BEGIN Provided material

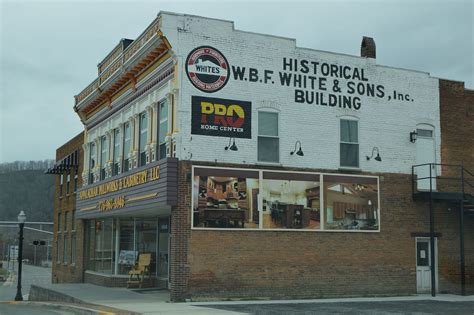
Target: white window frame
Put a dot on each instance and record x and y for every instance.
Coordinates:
(273, 137)
(349, 118)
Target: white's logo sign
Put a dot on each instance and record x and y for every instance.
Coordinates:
(207, 69)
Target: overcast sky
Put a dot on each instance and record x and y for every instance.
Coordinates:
(49, 50)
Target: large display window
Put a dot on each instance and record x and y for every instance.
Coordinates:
(114, 244)
(290, 201)
(225, 198)
(351, 202)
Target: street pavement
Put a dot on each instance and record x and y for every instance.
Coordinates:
(157, 302)
(30, 275)
(362, 308)
(33, 309)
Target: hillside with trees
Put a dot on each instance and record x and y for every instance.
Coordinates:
(25, 186)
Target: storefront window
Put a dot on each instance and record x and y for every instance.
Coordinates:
(163, 247)
(127, 252)
(163, 128)
(265, 199)
(127, 139)
(104, 145)
(291, 201)
(131, 237)
(92, 152)
(116, 154)
(100, 250)
(351, 202)
(225, 198)
(143, 137)
(145, 238)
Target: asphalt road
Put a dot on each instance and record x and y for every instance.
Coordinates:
(365, 308)
(20, 309)
(30, 275)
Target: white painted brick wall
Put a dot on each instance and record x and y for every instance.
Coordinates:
(382, 123)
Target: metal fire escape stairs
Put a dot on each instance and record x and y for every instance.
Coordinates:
(455, 186)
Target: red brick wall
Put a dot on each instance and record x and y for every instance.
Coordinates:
(299, 264)
(457, 147)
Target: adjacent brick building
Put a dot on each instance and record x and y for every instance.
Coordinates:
(248, 167)
(68, 232)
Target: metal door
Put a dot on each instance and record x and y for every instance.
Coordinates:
(423, 266)
(425, 153)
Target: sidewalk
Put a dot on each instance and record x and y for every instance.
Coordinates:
(148, 302)
(157, 302)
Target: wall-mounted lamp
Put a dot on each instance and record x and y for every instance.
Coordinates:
(413, 135)
(299, 152)
(232, 147)
(377, 158)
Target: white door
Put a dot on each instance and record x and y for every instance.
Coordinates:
(425, 153)
(423, 265)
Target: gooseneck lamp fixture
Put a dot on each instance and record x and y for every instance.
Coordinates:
(377, 158)
(21, 223)
(299, 152)
(232, 147)
(413, 136)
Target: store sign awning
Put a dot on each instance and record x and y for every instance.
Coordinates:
(146, 190)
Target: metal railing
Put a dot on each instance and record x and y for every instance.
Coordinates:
(453, 178)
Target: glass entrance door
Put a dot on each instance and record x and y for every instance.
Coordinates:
(163, 247)
(145, 239)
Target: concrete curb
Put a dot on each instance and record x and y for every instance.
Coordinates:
(39, 295)
(408, 298)
(76, 309)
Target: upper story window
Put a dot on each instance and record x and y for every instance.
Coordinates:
(349, 146)
(59, 223)
(61, 182)
(116, 153)
(143, 137)
(163, 128)
(268, 139)
(68, 181)
(104, 150)
(127, 140)
(75, 181)
(73, 220)
(92, 160)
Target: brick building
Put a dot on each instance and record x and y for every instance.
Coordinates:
(246, 166)
(67, 264)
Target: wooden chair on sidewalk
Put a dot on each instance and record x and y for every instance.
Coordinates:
(141, 268)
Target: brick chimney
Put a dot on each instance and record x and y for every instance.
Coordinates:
(367, 48)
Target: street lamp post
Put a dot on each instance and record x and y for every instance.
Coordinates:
(21, 221)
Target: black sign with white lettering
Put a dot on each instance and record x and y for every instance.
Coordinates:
(207, 69)
(219, 117)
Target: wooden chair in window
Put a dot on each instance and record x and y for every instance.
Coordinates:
(140, 269)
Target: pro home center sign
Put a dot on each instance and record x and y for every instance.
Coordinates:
(221, 117)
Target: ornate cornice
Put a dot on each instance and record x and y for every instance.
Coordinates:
(122, 67)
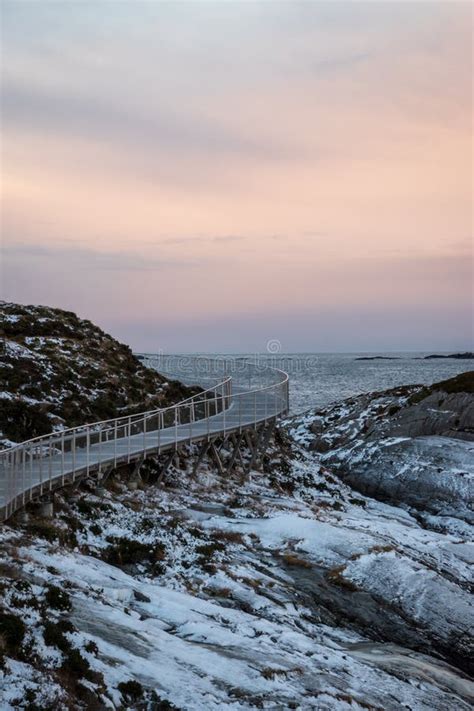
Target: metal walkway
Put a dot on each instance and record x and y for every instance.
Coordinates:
(242, 396)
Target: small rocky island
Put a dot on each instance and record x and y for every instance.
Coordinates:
(336, 576)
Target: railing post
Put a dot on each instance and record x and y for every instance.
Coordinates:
(50, 465)
(73, 445)
(115, 443)
(40, 446)
(100, 447)
(62, 457)
(31, 464)
(23, 473)
(176, 410)
(88, 447)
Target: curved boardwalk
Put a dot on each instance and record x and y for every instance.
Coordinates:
(243, 396)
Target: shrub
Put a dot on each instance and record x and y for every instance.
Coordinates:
(57, 599)
(126, 552)
(54, 637)
(131, 690)
(13, 630)
(76, 664)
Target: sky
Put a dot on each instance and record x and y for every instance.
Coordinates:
(212, 176)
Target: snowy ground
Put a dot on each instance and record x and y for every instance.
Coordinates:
(288, 590)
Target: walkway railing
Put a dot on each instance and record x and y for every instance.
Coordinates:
(242, 396)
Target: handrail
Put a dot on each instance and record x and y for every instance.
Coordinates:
(41, 464)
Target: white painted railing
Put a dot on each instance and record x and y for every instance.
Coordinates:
(242, 395)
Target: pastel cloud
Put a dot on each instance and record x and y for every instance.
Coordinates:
(234, 161)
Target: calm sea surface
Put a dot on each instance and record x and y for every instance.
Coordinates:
(319, 379)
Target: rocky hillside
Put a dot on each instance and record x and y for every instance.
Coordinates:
(58, 370)
(284, 591)
(288, 589)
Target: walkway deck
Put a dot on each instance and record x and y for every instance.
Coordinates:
(38, 466)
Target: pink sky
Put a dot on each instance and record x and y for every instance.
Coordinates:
(208, 176)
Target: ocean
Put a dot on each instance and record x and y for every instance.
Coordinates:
(319, 379)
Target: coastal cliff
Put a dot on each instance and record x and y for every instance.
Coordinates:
(303, 585)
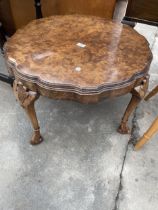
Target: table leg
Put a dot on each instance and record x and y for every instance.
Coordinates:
(137, 96)
(27, 99)
(148, 135)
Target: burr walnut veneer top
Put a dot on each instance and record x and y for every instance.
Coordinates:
(81, 54)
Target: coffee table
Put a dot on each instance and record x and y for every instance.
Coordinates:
(80, 58)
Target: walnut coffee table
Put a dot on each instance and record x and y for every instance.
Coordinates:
(79, 58)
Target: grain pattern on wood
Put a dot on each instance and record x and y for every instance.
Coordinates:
(27, 99)
(78, 54)
(79, 58)
(148, 135)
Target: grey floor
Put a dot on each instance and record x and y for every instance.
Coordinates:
(83, 164)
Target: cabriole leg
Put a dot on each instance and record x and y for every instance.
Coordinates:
(27, 99)
(137, 95)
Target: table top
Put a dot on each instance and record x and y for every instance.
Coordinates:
(81, 54)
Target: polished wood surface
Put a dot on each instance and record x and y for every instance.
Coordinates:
(17, 13)
(78, 54)
(80, 58)
(143, 11)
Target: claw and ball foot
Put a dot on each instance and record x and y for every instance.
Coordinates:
(27, 99)
(137, 95)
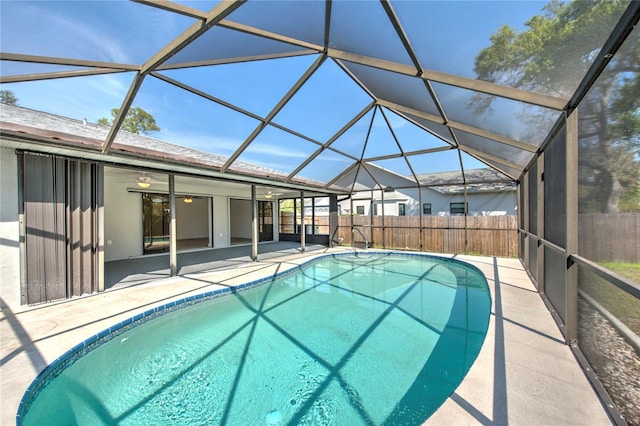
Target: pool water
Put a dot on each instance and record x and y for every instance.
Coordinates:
(374, 339)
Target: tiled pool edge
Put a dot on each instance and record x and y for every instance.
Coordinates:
(56, 367)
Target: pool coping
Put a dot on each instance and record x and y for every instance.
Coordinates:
(524, 375)
(57, 366)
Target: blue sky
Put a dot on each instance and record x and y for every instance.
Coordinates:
(130, 33)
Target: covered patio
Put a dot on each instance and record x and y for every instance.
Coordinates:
(131, 128)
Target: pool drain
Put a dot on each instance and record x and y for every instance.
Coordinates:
(273, 418)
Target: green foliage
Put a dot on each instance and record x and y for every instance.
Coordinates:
(137, 120)
(8, 97)
(551, 57)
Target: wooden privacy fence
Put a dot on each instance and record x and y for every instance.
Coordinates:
(485, 235)
(609, 237)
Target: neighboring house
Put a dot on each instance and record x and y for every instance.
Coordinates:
(442, 194)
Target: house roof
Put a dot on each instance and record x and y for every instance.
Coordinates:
(15, 120)
(301, 93)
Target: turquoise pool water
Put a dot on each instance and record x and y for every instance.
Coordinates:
(368, 339)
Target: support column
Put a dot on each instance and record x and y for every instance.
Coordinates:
(173, 247)
(540, 216)
(384, 230)
(302, 227)
(571, 276)
(254, 224)
(333, 219)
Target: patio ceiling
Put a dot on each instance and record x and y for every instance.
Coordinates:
(322, 92)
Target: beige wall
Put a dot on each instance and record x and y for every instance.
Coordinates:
(9, 230)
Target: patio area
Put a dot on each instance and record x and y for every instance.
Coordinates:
(524, 374)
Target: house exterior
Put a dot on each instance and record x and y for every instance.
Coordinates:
(62, 198)
(442, 194)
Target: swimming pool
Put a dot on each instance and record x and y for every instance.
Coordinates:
(374, 338)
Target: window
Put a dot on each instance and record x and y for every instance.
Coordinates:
(459, 208)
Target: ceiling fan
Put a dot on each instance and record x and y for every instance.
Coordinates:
(269, 194)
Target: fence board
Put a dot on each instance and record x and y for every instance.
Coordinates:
(485, 235)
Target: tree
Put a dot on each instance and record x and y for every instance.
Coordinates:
(137, 120)
(8, 97)
(550, 57)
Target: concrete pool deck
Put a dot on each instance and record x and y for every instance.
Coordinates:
(524, 374)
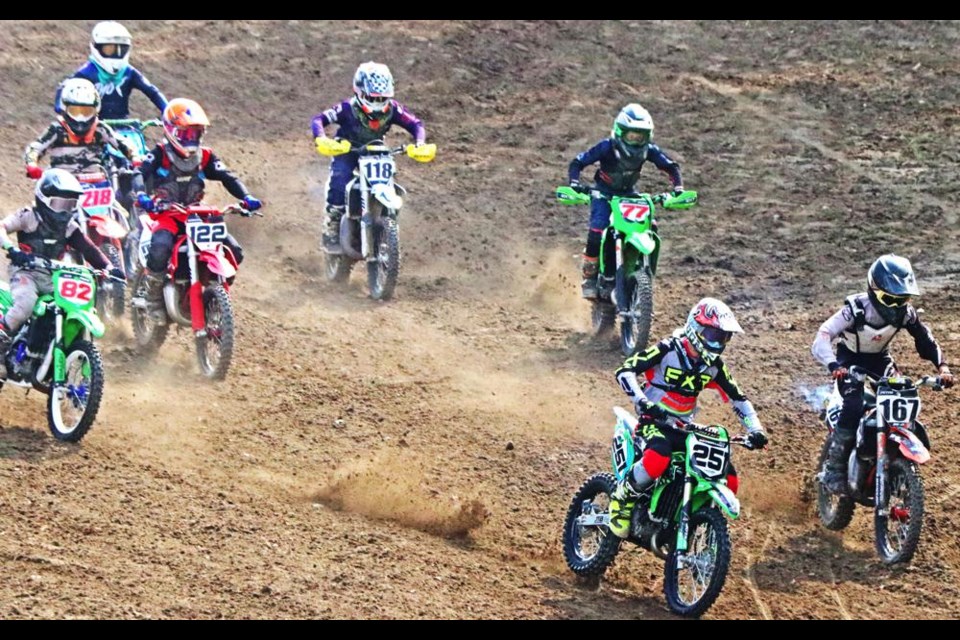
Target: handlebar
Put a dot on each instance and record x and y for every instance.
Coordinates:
(203, 210)
(861, 374)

END Provided material

=== Your instructions ===
Could you return all lines from the records that include the word "walkway"?

=== Written response ===
Target: metal walkway
Target: walkway railing
Target: walkway deck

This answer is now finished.